Quote, word for word, every line starting at the line that contains "Objective — one point per instance of the cobblestone" and ending with the last line of the records; include both of these lines and no others.

MATERIAL SUPPLIED -
·····
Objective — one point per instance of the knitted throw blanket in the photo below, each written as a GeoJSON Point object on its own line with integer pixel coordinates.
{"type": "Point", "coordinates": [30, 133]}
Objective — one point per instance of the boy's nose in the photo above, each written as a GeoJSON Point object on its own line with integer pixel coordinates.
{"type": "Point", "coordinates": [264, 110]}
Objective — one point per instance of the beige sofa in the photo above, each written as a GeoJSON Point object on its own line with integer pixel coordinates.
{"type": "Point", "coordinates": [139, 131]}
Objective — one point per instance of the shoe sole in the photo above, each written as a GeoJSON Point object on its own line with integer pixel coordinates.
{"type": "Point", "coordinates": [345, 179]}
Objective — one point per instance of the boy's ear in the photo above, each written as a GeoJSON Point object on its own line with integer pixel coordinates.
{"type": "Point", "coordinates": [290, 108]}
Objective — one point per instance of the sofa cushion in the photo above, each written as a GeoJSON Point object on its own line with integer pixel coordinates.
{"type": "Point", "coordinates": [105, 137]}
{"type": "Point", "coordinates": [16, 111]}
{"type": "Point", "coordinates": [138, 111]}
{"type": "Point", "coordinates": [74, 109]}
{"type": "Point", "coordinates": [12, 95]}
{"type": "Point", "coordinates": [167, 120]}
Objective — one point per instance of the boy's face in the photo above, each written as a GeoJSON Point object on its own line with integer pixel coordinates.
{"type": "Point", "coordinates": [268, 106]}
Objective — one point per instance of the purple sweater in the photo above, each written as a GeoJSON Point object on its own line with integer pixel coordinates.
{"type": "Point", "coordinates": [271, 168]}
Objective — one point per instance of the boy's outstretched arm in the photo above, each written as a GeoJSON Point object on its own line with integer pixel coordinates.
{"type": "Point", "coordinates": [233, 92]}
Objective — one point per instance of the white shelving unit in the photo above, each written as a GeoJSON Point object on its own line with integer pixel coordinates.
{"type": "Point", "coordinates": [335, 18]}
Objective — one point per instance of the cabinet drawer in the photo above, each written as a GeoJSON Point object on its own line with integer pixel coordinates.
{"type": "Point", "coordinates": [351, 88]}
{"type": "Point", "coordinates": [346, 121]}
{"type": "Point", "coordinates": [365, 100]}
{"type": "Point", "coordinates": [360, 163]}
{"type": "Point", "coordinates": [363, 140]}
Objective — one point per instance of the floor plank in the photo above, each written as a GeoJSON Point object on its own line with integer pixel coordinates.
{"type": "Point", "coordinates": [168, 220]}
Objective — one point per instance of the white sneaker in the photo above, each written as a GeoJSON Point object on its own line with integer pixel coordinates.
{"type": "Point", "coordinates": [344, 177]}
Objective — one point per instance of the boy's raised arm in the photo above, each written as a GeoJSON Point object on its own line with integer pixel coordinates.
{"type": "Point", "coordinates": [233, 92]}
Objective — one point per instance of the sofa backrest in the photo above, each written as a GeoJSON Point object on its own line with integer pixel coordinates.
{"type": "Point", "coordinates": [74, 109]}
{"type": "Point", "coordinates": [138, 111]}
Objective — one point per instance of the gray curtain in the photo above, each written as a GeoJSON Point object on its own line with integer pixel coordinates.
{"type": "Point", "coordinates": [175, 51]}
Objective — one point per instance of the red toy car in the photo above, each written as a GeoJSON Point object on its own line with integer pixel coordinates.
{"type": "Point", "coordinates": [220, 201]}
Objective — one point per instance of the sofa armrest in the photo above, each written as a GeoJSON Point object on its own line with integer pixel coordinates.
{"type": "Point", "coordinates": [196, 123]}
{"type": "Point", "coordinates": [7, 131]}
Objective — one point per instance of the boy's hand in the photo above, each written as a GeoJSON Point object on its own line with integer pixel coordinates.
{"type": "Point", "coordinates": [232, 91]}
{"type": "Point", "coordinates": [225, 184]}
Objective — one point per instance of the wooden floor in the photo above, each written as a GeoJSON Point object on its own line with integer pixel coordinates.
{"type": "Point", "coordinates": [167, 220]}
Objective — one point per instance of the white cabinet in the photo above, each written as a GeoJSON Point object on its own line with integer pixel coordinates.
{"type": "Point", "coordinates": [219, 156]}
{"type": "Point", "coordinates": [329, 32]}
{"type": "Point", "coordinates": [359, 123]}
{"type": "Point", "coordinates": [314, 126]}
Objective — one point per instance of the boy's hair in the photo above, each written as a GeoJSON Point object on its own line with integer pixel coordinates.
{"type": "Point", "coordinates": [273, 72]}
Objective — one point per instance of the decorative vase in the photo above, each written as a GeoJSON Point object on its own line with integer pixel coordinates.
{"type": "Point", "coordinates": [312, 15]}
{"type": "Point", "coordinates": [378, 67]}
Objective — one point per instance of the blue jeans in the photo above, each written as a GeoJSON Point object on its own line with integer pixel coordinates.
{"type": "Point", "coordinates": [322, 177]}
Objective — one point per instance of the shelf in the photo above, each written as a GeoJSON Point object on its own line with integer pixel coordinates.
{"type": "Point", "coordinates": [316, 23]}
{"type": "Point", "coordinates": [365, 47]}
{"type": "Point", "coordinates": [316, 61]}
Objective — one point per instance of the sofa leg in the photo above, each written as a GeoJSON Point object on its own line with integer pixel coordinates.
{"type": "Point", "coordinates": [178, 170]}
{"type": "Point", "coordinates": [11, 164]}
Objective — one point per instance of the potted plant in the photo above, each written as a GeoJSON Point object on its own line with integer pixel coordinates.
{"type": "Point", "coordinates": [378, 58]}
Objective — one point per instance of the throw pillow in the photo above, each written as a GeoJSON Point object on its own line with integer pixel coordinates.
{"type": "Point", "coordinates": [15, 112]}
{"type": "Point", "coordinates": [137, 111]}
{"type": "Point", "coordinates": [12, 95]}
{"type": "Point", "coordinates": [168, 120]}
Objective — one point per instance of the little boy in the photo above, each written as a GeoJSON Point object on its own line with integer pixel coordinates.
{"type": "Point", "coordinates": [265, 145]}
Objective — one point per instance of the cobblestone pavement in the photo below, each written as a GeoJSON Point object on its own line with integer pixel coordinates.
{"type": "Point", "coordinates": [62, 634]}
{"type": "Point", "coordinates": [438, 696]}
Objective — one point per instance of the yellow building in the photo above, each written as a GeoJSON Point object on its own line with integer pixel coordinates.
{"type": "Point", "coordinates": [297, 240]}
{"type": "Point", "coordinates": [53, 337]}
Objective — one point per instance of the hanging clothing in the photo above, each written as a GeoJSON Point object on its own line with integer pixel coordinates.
·····
EXPECTED ANSWER -
Objective — one point per instance of the cobblestone pavement in the photo below, each written as a GeoJSON Point object on its own line with integer pixel coordinates.
{"type": "Point", "coordinates": [62, 634]}
{"type": "Point", "coordinates": [438, 696]}
Objective — one point per instance of the yellow building in the photo above, each written as a GeoJSON Point object on its own line with integer pixel coordinates.
{"type": "Point", "coordinates": [297, 240]}
{"type": "Point", "coordinates": [53, 337]}
Objective — one point per instance of the hanging clothing in the photo above, each written as a GeoJSON Point object on its own line with integer pixel coordinates.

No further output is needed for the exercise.